* [Work instructions]:
Exactly as they appear, output all of the entries.

## Start Supplied information

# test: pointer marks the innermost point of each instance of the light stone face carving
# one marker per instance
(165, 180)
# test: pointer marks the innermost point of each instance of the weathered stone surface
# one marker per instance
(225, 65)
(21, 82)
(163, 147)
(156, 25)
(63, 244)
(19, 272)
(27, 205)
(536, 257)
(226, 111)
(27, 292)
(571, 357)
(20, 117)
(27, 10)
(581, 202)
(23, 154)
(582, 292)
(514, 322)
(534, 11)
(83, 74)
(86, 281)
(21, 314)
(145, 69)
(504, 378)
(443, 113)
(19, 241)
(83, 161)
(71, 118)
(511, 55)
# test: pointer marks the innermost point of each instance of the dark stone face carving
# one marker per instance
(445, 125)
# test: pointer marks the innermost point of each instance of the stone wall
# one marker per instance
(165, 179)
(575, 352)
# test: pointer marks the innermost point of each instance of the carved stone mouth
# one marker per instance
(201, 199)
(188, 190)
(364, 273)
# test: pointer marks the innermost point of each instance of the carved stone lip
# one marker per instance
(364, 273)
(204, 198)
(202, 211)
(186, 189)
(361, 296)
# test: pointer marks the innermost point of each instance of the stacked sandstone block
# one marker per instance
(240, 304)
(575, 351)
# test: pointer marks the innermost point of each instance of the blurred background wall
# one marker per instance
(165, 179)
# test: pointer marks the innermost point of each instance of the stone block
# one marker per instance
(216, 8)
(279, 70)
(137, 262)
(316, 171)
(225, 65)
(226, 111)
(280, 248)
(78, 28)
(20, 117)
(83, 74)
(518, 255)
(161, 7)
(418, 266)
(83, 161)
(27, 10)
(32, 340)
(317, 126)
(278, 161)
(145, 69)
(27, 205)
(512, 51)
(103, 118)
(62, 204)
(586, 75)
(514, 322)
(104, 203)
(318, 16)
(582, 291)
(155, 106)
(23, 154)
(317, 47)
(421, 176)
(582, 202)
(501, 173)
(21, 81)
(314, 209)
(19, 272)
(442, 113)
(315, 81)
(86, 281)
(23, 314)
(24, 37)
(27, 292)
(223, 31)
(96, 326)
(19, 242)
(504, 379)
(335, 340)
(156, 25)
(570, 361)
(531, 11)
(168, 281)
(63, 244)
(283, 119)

## End Supplied information

* [Task answer]:
# test: pointer marks the innermost point of each instance of the light stone face carving
# one marker per instance
(165, 180)
# test: pointer marks the innermost point of each instance of the weathered stone surface
# one marker per instance
(225, 65)
(21, 82)
(163, 147)
(156, 25)
(63, 244)
(19, 272)
(27, 205)
(536, 257)
(226, 111)
(27, 292)
(571, 357)
(20, 117)
(27, 10)
(581, 202)
(23, 154)
(582, 292)
(514, 322)
(534, 11)
(83, 74)
(86, 281)
(21, 314)
(145, 69)
(504, 378)
(443, 113)
(19, 241)
(83, 161)
(71, 118)
(511, 55)
# test: pointer marks the innermost point of each instance of the dark stone face carving
# one marker per instance
(445, 125)
# test: pointer marks the innermost point of each instance of the stone wall
# one marker per instance
(165, 179)
(575, 352)
# test: pointer marks the innermost point of each instance of the carved stone mouth
# one marker per instance
(201, 199)
(188, 190)
(364, 273)
# test: pointer marks the innermost point of each instance of the carved stone lip
# one marker per instance
(364, 273)
(204, 198)
(202, 211)
(186, 189)
(361, 296)
# test: pointer marks the innermost point of each instance of the stacked sandstone block
# one marker per instance
(240, 304)
(575, 351)
# test: pointer marks the innermost point of each instance of the blurred background wall
# one marker per instance
(165, 179)
# test: pointer marks the innermost point of each instance of the stone block
# one marker per instance
(216, 8)
(279, 70)
(137, 262)
(316, 171)
(225, 65)
(226, 111)
(280, 248)
(78, 28)
(20, 117)
(83, 74)
(518, 255)
(161, 7)
(418, 266)
(83, 161)
(27, 10)
(32, 340)
(317, 126)
(278, 161)
(145, 69)
(27, 205)
(512, 51)
(103, 118)
(62, 204)
(586, 75)
(514, 322)
(104, 203)
(318, 16)
(582, 291)
(155, 106)
(23, 154)
(317, 47)
(421, 176)
(582, 202)
(501, 173)
(21, 81)
(314, 209)
(19, 272)
(442, 113)
(315, 81)
(86, 281)
(23, 314)
(24, 37)
(27, 292)
(223, 31)
(96, 326)
(19, 242)
(504, 379)
(335, 340)
(156, 25)
(570, 361)
(531, 11)
(168, 281)
(63, 244)
(283, 119)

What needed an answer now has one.